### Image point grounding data
************
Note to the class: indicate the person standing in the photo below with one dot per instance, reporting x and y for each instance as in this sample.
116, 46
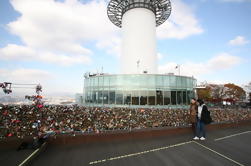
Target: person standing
192, 112
203, 118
************
### Problem requirements
Only the records are wanted, copied exactly, with the pictures dropped.

### Exercise response
Note to the class: indicate the person standing in the photo below with one dot per instance, reporting x and y for each instance as in this sample.
116, 46
Target: person standing
192, 112
203, 118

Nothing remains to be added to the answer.